Postado por instrutordanielpena em sexta-feira, 5 de agosto de 2011 | 18:21

No contexto da história da Reforma, Thomas Müntzer é uma das personagens mais controvertidas, capaz de suscitar julgamentos díspares.
O sociólogo Ernst Bloch diz que "quando o analisamos enquanto homem de ação, ressaltam nele o presente e o absoluto, numa perspectiva mais altaneira e mais ampla que numa experiência demasiado vivida, e apesar disto, com vigor idêntico, Müntzer é, antes de tudo, História, no sentido fecundo (…) para comprometer-nos, entusiasmar-nos, para apoiar, sempre mais amplamente, nosso desígnio".

Já o teólogo Paul Althaus viu nele "o lúgubre, o negro fervor das idéias teocrático-taboritas" que o ligavam à "exasperação dos camponeses" confrontados com a "pureza ética" do posicionamento de Lutero.
Por seu turno, o teólogo luterano Eric Gritsch, chama-o de "reformador sem Igreja".
........
Tarefa proposta A: Copie sem nenhuma alteração o trecho dos registros que começa na linha que contém "Would you be able to locate the ceiling", incluída essa linha, e termina no fim dos registros.
........
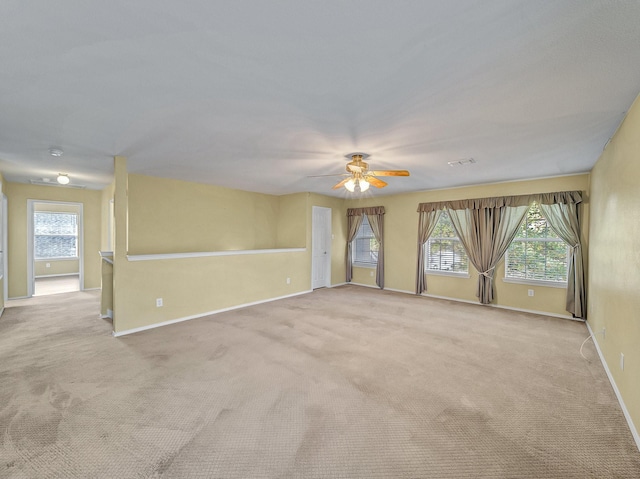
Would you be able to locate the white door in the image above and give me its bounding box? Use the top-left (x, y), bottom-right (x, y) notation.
top-left (311, 206), bottom-right (331, 289)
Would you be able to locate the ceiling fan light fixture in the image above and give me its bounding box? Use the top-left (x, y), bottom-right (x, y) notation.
top-left (344, 178), bottom-right (356, 193)
top-left (57, 173), bottom-right (70, 185)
........
Tarefa proposta B: Repita na íntegra e sem nenhuma alteração o texto sobre Thomas Müntzer.

Resposta escrita A:
Would you be able to locate the ceiling fan light fixture in the image above and give me its bounding box? Use the top-left (x, y), bottom-right (x, y) notation.
top-left (344, 178), bottom-right (356, 193)
top-left (57, 173), bottom-right (70, 185)

Resposta escrita B:
Postado por instrutordanielpena em sexta-feira, 5 de agosto de 2011 | 18:21

No contexto da história da Reforma, Thomas Müntzer é uma das personagens mais controvertidas, capaz de suscitar julgamentos díspares.
O sociólogo Ernst Bloch diz que "quando o analisamos enquanto homem de ação, ressaltam nele o presente e o absoluto, numa perspectiva mais altaneira e mais ampla que numa experiência demasiado vivida, e apesar disto, com vigor idêntico, Müntzer é, antes de tudo, História, no sentido fecundo (…) para comprometer-nos, entusiasmar-nos, para apoiar, sempre mais amplamente, nosso desígnio".

Já o teólogo Paul Althaus viu nele "o lúgubre, o negro fervor das idéias teocrático-taboritas" que o ligavam à "exasperação dos camponeses" confrontados com a "pureza ética" do posicionamento de Lutero.
Por seu turno, o teólogo luterano Eric Gritsch, chama-o de "reformador sem Igreja".